> [Exercise goal]:
Report each line from the records where the string "street" turns up.

________________________

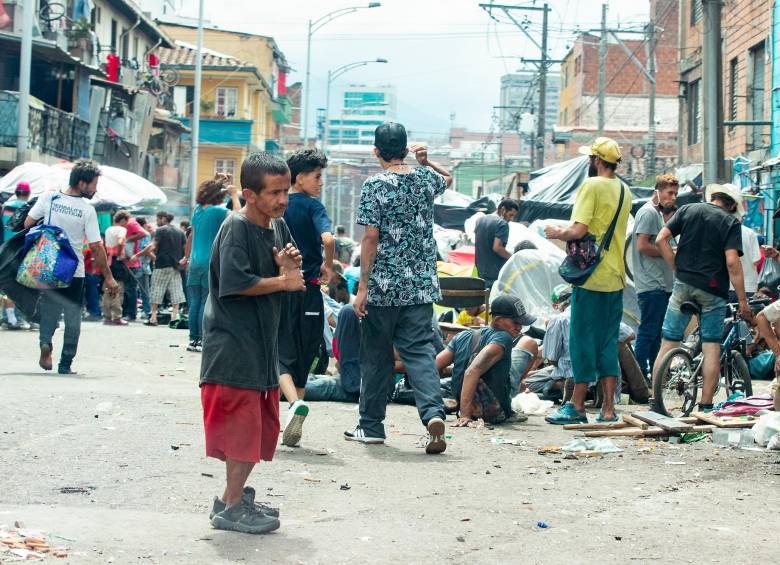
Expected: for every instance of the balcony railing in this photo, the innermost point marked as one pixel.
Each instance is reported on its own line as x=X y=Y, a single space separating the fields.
x=52 y=131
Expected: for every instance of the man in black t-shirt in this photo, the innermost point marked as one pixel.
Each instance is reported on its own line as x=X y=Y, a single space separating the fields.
x=168 y=247
x=491 y=235
x=253 y=264
x=708 y=250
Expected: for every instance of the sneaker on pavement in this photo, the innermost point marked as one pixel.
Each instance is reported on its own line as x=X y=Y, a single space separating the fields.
x=567 y=414
x=436 y=442
x=245 y=519
x=359 y=435
x=293 y=428
x=249 y=499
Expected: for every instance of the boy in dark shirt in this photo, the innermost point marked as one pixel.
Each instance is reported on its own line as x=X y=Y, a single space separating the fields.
x=300 y=332
x=253 y=263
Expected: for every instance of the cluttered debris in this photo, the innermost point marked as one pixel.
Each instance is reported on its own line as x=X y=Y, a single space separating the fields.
x=20 y=543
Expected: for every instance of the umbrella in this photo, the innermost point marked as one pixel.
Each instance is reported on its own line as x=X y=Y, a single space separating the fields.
x=116 y=187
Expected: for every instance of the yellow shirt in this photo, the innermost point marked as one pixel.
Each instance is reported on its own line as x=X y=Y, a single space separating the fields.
x=595 y=206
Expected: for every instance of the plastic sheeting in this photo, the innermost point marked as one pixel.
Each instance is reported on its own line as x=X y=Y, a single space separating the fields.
x=116 y=187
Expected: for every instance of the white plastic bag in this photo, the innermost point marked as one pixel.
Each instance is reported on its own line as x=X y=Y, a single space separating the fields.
x=767 y=427
x=530 y=404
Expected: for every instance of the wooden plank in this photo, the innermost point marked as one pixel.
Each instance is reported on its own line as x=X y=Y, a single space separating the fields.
x=635 y=422
x=653 y=431
x=596 y=426
x=663 y=422
x=724 y=422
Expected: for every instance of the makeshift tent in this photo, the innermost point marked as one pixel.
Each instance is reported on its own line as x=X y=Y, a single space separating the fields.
x=116 y=187
x=552 y=191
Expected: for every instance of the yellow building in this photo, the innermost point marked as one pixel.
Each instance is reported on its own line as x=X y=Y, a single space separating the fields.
x=243 y=94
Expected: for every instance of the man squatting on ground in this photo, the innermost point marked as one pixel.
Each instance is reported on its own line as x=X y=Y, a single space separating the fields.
x=252 y=265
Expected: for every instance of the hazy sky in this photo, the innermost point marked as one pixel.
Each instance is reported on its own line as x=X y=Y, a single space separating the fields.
x=445 y=56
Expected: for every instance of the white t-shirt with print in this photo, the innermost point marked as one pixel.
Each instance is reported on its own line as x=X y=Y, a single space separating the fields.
x=75 y=215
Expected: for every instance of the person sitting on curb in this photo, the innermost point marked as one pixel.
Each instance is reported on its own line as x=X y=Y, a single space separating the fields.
x=481 y=357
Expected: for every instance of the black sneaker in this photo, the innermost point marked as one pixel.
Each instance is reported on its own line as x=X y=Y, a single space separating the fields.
x=359 y=435
x=249 y=499
x=436 y=442
x=245 y=519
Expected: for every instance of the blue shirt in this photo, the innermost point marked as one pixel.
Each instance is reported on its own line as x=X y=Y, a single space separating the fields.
x=497 y=377
x=308 y=220
x=401 y=207
x=205 y=223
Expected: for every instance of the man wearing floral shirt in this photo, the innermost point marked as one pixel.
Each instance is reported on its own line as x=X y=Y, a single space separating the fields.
x=398 y=285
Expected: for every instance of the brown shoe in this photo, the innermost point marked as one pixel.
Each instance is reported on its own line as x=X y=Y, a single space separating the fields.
x=45 y=359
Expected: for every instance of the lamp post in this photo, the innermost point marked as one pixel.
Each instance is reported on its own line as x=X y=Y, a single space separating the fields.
x=313 y=27
x=333 y=75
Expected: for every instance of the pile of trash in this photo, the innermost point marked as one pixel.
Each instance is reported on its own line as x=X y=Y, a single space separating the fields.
x=20 y=543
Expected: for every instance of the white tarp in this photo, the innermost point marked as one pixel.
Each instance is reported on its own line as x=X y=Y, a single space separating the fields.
x=115 y=186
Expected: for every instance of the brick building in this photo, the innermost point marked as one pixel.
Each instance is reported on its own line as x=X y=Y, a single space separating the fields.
x=626 y=95
x=746 y=71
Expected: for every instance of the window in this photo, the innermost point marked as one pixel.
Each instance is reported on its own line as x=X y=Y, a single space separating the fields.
x=696 y=11
x=733 y=70
x=227 y=99
x=756 y=93
x=226 y=166
x=694 y=112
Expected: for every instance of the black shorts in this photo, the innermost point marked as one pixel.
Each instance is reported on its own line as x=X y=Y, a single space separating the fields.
x=300 y=332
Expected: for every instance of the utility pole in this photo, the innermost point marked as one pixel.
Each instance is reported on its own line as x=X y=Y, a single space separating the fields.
x=602 y=69
x=650 y=153
x=542 y=64
x=712 y=81
x=196 y=111
x=25 y=66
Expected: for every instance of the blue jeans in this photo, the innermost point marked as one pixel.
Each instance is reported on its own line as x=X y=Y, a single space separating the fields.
x=652 y=308
x=410 y=330
x=56 y=303
x=197 y=292
x=321 y=388
x=92 y=294
x=713 y=313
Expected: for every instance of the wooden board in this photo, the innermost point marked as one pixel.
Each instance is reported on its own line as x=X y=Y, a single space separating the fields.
x=635 y=422
x=663 y=422
x=596 y=426
x=725 y=422
x=653 y=431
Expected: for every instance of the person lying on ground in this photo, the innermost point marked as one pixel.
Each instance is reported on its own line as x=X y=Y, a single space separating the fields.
x=482 y=357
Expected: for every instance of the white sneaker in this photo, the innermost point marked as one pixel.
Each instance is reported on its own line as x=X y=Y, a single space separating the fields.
x=293 y=428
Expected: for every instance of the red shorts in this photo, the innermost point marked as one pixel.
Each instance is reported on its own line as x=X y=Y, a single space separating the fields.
x=240 y=424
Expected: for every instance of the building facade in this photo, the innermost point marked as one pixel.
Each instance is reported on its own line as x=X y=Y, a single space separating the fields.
x=361 y=108
x=626 y=94
x=746 y=68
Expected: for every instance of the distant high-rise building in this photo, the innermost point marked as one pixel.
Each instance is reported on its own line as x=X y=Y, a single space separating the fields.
x=520 y=95
x=360 y=110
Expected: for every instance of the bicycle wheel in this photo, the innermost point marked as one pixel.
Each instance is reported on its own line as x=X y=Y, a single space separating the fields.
x=738 y=375
x=169 y=77
x=674 y=386
x=52 y=12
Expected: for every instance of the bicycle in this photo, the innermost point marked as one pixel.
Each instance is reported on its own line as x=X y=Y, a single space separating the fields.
x=679 y=377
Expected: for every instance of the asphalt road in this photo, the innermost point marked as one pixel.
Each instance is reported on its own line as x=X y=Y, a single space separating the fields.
x=127 y=433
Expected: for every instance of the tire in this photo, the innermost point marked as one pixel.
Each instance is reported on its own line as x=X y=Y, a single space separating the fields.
x=738 y=376
x=674 y=389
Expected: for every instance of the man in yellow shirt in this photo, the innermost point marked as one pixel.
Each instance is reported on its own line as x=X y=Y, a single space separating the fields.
x=597 y=305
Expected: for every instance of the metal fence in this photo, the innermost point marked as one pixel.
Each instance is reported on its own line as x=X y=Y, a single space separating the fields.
x=52 y=131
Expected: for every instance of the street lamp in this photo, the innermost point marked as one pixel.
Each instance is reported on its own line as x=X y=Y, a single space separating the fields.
x=314 y=26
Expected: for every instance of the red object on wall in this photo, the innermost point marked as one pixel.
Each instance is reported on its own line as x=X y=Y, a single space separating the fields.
x=112 y=67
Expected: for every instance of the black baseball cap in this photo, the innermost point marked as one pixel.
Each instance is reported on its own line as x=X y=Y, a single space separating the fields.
x=511 y=306
x=390 y=136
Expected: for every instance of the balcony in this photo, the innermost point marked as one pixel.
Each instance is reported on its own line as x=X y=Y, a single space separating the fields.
x=52 y=131
x=223 y=131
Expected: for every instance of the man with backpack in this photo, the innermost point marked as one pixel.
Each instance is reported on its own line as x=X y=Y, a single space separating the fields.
x=70 y=211
x=601 y=209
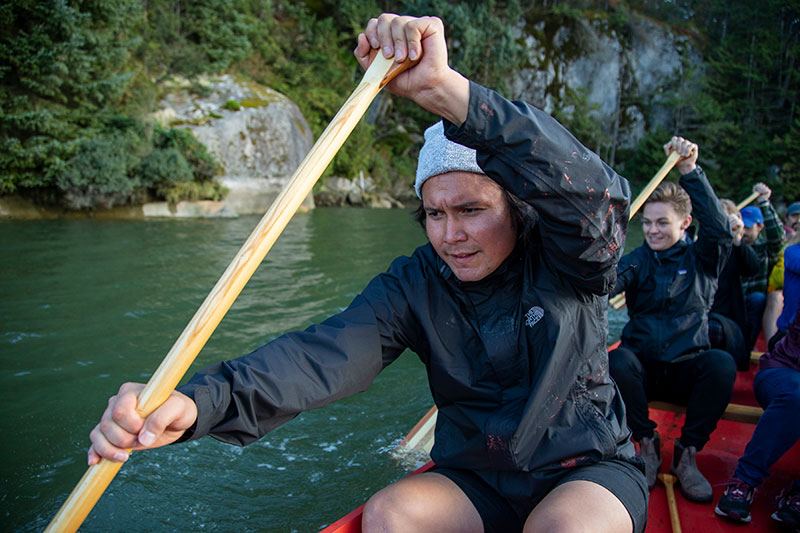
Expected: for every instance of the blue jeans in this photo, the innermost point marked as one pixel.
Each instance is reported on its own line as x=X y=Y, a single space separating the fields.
x=778 y=392
x=754 y=305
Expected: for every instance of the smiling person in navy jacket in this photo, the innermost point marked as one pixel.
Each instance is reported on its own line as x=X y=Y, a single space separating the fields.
x=669 y=283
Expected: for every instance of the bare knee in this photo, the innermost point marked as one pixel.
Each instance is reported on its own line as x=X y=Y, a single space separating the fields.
x=385 y=512
x=427 y=502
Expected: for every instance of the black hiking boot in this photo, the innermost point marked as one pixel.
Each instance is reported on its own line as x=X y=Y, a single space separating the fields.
x=788 y=513
x=736 y=500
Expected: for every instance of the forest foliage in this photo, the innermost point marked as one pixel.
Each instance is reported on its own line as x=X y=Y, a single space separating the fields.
x=78 y=80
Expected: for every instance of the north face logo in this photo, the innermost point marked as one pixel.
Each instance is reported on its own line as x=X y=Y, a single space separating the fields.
x=533 y=315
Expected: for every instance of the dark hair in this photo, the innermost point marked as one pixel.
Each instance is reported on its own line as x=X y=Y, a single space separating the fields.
x=523 y=216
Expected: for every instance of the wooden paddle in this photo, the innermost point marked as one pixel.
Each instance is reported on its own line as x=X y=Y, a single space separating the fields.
x=669 y=481
x=618 y=301
x=208 y=316
x=744 y=203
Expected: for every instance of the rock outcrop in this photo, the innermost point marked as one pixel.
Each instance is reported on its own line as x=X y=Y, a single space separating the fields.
x=626 y=80
x=256 y=134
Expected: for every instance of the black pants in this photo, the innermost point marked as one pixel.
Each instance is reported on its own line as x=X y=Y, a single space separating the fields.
x=704 y=384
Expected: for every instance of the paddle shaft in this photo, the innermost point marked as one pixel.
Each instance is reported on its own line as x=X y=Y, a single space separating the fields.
x=673 y=158
x=669 y=483
x=744 y=203
x=177 y=361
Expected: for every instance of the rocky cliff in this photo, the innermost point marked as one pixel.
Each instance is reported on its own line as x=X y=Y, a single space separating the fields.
x=626 y=72
x=257 y=135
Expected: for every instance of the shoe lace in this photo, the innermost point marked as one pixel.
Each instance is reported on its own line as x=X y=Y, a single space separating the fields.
x=739 y=490
x=792 y=499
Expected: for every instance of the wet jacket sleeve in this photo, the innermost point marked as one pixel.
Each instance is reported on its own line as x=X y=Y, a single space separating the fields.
x=748 y=262
x=714 y=238
x=626 y=272
x=239 y=401
x=581 y=203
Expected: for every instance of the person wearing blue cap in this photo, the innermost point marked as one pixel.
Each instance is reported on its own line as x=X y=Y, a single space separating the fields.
x=505 y=306
x=764 y=232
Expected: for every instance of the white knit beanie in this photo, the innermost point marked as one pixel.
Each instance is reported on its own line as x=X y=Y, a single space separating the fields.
x=439 y=155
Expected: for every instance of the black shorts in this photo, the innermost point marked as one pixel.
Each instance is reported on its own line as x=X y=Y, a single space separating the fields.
x=505 y=499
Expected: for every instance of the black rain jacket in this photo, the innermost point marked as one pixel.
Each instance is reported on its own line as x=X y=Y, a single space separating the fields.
x=669 y=293
x=517 y=362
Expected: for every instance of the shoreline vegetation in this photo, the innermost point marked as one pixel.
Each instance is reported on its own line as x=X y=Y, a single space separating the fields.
x=80 y=81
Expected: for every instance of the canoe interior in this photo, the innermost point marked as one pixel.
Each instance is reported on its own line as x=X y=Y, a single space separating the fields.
x=717 y=461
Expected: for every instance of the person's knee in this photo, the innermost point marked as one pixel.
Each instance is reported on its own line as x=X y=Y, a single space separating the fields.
x=721 y=365
x=427 y=502
x=385 y=511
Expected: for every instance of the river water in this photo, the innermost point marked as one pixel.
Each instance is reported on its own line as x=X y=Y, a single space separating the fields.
x=86 y=305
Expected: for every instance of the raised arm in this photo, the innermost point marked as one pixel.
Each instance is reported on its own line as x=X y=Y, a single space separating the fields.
x=581 y=202
x=714 y=237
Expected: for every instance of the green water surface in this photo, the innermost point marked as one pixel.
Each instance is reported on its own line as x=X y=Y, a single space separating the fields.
x=86 y=305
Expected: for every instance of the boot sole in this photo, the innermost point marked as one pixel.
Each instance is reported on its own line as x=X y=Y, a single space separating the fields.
x=733 y=516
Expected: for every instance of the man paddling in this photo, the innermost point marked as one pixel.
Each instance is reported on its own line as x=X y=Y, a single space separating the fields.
x=506 y=306
x=669 y=282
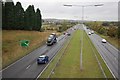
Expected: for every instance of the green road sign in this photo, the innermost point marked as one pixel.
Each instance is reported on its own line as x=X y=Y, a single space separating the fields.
x=24 y=43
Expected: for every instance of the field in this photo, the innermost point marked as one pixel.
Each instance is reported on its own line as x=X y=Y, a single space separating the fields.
x=70 y=66
x=114 y=41
x=11 y=49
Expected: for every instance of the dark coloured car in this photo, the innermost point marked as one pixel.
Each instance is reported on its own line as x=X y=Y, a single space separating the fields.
x=42 y=59
x=51 y=39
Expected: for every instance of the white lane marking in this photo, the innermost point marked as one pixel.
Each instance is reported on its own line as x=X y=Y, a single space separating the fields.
x=28 y=66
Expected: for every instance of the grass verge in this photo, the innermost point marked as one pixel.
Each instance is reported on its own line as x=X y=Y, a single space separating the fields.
x=105 y=68
x=11 y=49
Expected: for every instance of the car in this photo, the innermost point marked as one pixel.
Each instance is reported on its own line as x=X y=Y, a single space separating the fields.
x=42 y=59
x=89 y=33
x=68 y=34
x=104 y=41
x=92 y=32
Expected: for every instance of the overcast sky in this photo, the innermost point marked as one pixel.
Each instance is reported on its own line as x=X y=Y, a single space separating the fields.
x=55 y=9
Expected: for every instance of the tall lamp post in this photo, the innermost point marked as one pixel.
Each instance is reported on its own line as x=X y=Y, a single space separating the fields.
x=83 y=6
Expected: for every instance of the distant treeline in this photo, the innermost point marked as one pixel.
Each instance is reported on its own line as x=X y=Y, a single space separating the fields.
x=15 y=18
x=111 y=29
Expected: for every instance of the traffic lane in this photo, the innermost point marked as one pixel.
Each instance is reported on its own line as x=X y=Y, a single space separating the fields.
x=35 y=69
x=109 y=58
x=22 y=63
x=25 y=61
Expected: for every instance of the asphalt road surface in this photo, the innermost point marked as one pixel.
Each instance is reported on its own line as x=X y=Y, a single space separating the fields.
x=108 y=52
x=27 y=66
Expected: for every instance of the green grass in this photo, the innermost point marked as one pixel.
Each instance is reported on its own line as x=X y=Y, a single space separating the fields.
x=112 y=40
x=105 y=68
x=11 y=49
x=69 y=65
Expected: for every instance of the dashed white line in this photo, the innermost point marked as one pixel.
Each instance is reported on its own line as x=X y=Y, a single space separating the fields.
x=28 y=66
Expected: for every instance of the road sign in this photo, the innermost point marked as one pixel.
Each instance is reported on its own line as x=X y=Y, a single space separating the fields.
x=24 y=43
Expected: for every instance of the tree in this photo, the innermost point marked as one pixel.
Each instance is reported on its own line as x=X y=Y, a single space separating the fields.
x=19 y=16
x=29 y=18
x=38 y=20
x=3 y=16
x=9 y=15
x=118 y=32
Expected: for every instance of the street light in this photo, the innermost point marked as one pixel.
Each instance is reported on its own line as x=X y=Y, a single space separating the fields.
x=69 y=5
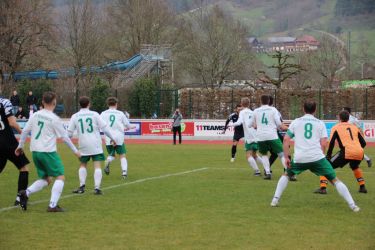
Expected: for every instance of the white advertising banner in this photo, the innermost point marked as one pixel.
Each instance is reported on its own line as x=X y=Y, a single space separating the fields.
x=212 y=128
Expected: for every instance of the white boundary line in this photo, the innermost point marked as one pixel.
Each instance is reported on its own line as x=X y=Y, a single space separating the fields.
x=112 y=187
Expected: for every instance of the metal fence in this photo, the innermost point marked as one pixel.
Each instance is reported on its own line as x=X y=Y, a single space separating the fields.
x=219 y=103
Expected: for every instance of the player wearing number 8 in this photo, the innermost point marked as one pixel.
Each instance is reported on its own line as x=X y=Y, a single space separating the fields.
x=88 y=124
x=118 y=122
x=351 y=145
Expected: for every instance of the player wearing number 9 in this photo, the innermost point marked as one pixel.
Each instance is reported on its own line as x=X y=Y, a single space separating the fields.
x=351 y=144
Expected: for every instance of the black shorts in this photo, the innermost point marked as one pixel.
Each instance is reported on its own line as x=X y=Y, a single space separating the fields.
x=237 y=136
x=8 y=154
x=339 y=161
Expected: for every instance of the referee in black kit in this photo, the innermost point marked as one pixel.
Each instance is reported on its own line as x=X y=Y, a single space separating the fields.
x=238 y=131
x=9 y=143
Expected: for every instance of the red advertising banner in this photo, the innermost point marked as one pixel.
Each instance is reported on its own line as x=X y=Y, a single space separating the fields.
x=164 y=128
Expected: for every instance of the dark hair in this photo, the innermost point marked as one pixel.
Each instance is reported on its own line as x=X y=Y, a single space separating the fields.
x=265 y=99
x=112 y=101
x=48 y=97
x=344 y=116
x=271 y=100
x=245 y=102
x=84 y=101
x=309 y=107
x=347 y=109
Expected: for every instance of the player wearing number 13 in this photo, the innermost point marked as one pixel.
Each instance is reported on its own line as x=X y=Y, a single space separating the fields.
x=88 y=124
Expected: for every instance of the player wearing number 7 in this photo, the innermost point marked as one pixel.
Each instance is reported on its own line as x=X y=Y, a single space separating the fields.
x=88 y=124
x=351 y=143
x=45 y=128
x=117 y=122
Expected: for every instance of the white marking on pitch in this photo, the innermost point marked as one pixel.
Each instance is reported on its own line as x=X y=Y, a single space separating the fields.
x=112 y=187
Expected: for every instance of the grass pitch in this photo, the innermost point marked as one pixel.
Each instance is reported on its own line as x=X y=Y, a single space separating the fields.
x=188 y=197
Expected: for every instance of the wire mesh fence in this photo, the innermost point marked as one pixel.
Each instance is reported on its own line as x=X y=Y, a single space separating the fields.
x=219 y=103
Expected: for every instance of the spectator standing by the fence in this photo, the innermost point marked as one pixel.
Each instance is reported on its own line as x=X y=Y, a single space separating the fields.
x=31 y=101
x=15 y=100
x=176 y=126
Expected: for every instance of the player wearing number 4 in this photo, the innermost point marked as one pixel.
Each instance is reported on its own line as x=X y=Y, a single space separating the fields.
x=88 y=124
x=118 y=122
x=45 y=128
x=267 y=120
x=351 y=145
x=251 y=145
x=310 y=141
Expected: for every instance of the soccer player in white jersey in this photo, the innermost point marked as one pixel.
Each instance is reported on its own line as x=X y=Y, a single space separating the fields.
x=267 y=120
x=310 y=141
x=45 y=128
x=354 y=120
x=117 y=122
x=88 y=124
x=251 y=145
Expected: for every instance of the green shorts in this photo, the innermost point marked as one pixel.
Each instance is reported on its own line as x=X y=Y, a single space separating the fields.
x=251 y=146
x=272 y=145
x=320 y=168
x=118 y=149
x=48 y=164
x=86 y=158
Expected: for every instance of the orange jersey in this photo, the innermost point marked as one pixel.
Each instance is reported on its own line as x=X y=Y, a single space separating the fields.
x=349 y=139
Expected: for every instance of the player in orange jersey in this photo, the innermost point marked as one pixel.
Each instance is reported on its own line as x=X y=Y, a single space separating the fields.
x=351 y=143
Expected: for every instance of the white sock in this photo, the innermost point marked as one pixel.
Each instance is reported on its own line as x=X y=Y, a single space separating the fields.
x=36 y=186
x=366 y=158
x=266 y=164
x=56 y=192
x=124 y=165
x=281 y=186
x=110 y=158
x=253 y=163
x=344 y=192
x=98 y=177
x=82 y=173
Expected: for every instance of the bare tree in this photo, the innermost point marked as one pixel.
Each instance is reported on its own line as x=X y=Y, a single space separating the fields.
x=136 y=22
x=83 y=39
x=328 y=60
x=26 y=31
x=285 y=68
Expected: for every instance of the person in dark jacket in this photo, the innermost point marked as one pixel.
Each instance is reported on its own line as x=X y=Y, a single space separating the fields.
x=31 y=101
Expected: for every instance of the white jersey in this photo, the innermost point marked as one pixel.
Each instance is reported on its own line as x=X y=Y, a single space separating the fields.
x=117 y=122
x=244 y=119
x=267 y=120
x=45 y=128
x=88 y=124
x=307 y=131
x=353 y=120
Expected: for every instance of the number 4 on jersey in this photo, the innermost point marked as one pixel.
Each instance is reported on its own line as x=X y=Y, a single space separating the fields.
x=264 y=119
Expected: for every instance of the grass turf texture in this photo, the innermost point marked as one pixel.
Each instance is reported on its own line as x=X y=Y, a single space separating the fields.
x=221 y=207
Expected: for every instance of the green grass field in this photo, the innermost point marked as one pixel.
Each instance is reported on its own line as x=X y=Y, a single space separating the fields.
x=165 y=204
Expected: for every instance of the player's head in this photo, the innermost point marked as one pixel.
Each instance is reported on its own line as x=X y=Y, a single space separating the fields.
x=309 y=107
x=265 y=99
x=49 y=99
x=112 y=102
x=344 y=116
x=238 y=108
x=84 y=102
x=347 y=109
x=271 y=100
x=245 y=102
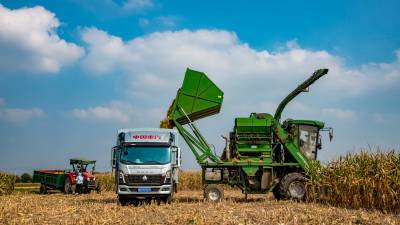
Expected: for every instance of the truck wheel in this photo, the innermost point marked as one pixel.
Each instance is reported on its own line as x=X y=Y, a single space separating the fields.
x=43 y=189
x=67 y=186
x=122 y=201
x=292 y=186
x=213 y=193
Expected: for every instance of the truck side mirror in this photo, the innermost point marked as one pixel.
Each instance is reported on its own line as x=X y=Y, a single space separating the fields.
x=176 y=156
x=330 y=134
x=114 y=157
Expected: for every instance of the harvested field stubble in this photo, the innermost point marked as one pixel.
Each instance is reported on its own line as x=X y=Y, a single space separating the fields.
x=106 y=181
x=7 y=183
x=187 y=208
x=363 y=180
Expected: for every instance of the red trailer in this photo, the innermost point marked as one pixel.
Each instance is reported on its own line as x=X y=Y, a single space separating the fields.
x=65 y=180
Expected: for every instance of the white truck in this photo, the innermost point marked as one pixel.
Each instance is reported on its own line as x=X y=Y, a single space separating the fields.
x=146 y=164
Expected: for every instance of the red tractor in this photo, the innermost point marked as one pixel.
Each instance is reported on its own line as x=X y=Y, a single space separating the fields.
x=66 y=180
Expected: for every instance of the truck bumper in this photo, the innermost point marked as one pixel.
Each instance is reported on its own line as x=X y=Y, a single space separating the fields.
x=134 y=191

________________________

> [Expected answer]:
Expected: for every instance of the street lamp in this photo, the innermost point marked as one pixel.
Expected: for every instance of the street light in this photo, the innermost point marked as one pixel.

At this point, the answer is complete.